§ Task to carry out: Pictures aside, restate the records below exactly as written.

—————

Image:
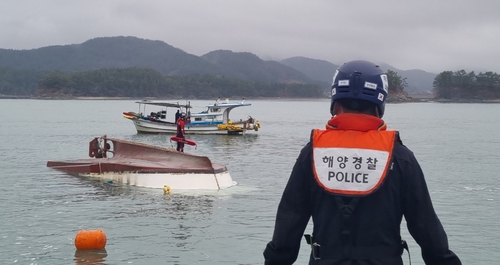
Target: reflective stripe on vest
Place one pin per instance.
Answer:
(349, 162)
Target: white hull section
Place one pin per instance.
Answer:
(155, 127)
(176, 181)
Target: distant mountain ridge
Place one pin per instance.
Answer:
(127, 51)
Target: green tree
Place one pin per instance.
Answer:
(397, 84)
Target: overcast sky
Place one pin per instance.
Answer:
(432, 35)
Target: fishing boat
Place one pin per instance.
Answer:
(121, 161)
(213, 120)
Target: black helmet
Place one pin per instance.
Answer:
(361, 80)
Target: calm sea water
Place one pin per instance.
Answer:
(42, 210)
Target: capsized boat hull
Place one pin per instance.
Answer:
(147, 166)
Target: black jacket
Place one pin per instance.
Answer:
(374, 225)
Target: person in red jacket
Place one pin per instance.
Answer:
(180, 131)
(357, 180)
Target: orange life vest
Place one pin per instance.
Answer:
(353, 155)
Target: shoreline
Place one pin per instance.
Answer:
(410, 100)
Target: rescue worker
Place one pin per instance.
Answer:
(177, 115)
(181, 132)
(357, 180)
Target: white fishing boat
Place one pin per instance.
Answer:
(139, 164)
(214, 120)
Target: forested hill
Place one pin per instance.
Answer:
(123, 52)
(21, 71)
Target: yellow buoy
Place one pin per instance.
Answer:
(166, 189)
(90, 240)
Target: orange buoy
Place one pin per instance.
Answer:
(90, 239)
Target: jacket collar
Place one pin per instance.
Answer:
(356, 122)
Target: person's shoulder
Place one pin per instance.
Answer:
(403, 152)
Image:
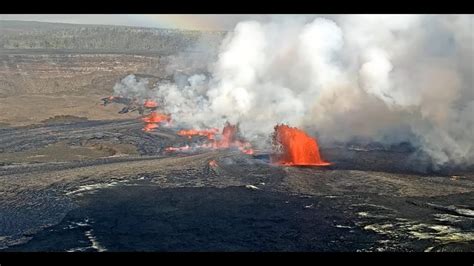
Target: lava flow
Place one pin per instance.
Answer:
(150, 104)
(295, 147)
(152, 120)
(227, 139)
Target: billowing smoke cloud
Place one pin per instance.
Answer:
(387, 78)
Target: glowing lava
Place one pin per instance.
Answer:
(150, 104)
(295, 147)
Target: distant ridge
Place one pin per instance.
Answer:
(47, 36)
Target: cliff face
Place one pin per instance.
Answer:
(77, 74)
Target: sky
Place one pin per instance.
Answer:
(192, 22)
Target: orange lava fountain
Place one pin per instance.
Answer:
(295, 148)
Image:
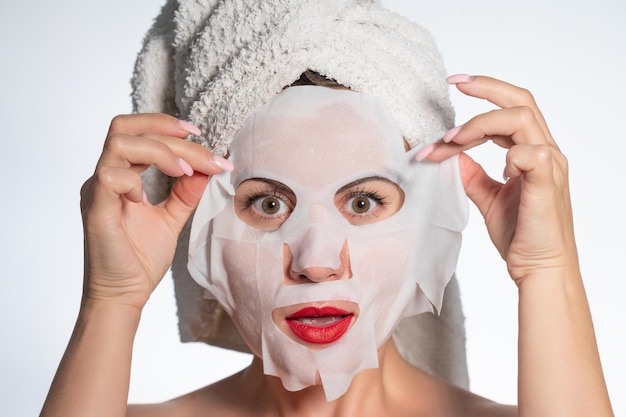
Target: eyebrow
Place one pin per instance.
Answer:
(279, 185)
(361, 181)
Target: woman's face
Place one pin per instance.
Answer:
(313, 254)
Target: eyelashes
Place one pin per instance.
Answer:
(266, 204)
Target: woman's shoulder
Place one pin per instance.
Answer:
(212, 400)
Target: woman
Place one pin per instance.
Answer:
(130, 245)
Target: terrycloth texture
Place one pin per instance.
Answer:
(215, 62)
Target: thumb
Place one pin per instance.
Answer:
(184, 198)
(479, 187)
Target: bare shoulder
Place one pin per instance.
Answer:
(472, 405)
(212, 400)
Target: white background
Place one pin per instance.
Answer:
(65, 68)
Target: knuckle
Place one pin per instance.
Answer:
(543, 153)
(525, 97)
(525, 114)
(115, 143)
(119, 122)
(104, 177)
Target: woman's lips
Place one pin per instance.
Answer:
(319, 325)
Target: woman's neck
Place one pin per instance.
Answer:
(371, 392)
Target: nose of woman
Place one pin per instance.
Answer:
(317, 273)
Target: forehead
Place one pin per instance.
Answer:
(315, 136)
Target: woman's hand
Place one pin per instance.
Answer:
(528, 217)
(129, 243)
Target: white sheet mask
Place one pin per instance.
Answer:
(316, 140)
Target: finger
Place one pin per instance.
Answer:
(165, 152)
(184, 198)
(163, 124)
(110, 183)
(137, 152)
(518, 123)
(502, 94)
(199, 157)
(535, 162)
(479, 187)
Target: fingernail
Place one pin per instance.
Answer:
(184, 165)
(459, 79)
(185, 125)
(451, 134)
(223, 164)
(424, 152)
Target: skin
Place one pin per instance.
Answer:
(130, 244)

—————

§ Result of this task:
Image:
Target: reflective stripe on vest
Place one pin per instance.
Answer:
(349, 162)
Target: white hull section
Place one pin per instance.
Answer:
(155, 127)
(176, 181)
Target: distant mountain ridge
Place one pin per instance.
Answer:
(127, 51)
Target: green tree
Place one pin per instance.
Answer:
(397, 84)
Target: overcast sky
Place one pin per instance.
Answer:
(432, 35)
Target: fishing boat
Place one pin per instance.
Answer:
(121, 161)
(213, 120)
Target: black helmet
Place one pin per instance.
Answer:
(361, 80)
Target: calm sea water
Place one pin per instance.
Answer:
(42, 210)
Target: capsized boat hull
Place one pin per instance.
Answer:
(147, 166)
Target: black jacket
Place one pin per instance.
Answer:
(374, 225)
Target: person in red jacket
Place one pin per instance.
Answer:
(180, 131)
(357, 180)
Target: orange life vest
Place one pin per instance.
Answer:
(353, 155)
Target: shoreline
Place one pin per instance.
Answer:
(410, 100)
Target: rescue worker
Place one pin per instance.
Answer:
(177, 115)
(181, 132)
(357, 180)
Target: white fishing boat
Place one pin per instance.
Answer:
(139, 164)
(214, 120)
Target: forested hill
Place one pin per instance.
Answer:
(123, 52)
(21, 71)
Target: yellow buoy
Place one pin per instance.
Answer:
(166, 189)
(90, 240)
Target: orange buoy
Place one pin per instance.
Answer:
(90, 239)
Target: jacket collar
Place one pin per instance.
Answer:
(356, 122)
Target: person's shoulder
Place one pin per instance.
Answer:
(403, 152)
Image:
Target: lava flow
Place one pin per instance.
Answer:
(150, 104)
(295, 147)
(152, 120)
(227, 139)
Target: billowing smoke cloud
Place one pin per instance.
Answer:
(387, 78)
Target: glowing lava
Place one pin per instance.
Answer:
(150, 104)
(295, 147)
Target: distant ridge
Place one pin per instance.
Answer:
(47, 36)
Target: cliff face
Place one pin per instance.
Answer:
(77, 74)
Target: sky
Place one pin per instance.
Answer:
(192, 22)
Target: orange lava fountain
Place one pin per instance.
Answer:
(295, 148)
Image:
Target: eyebrow
Place one pin per instance.
Answer:
(279, 185)
(361, 181)
Target: woman's face
Place one pin per instance.
Answer:
(313, 254)
Target: eyelashes
Place one pin per instance.
Answer:
(266, 204)
Target: woman's shoulder
Place one pin per instance.
Answer:
(212, 400)
Target: woman
Place one pin per instance.
Answer:
(130, 245)
Target: terrycloth texture
Place one pin per instance.
Answer:
(215, 62)
Target: thumb
Place one pin per instance.
Answer:
(184, 198)
(479, 187)
Target: bare shoulder
Place one pin per instance.
Answer:
(472, 405)
(212, 400)
Target: white background
Place one pin per instance.
Answer:
(65, 68)
Target: knuckle
Place one pin per instance.
Answer:
(543, 153)
(525, 97)
(525, 114)
(115, 143)
(119, 122)
(104, 177)
Target: woman's lips
Place one pin per instance.
Answer:
(319, 325)
Target: woman's neck
Place one pin per instance.
Answer:
(371, 392)
Target: nose of woman
Place one pin per instance.
Answer:
(317, 273)
Target: forehead
Place one pin per instance.
Answer:
(315, 136)
Target: woman's hand
Place one pin per instance.
Answer:
(528, 217)
(129, 243)
Target: white sheet mask
Place one pin per instance.
Answer:
(316, 140)
Target: finger
Place one pin per instance.
Answer:
(165, 152)
(184, 198)
(163, 124)
(110, 183)
(137, 152)
(518, 123)
(502, 94)
(199, 157)
(535, 162)
(479, 187)
Target: fingernail
Place one pin per instance.
Answer:
(184, 165)
(459, 79)
(185, 125)
(451, 134)
(223, 164)
(424, 152)
Target: skin
Place one pin per instance.
Answer:
(130, 244)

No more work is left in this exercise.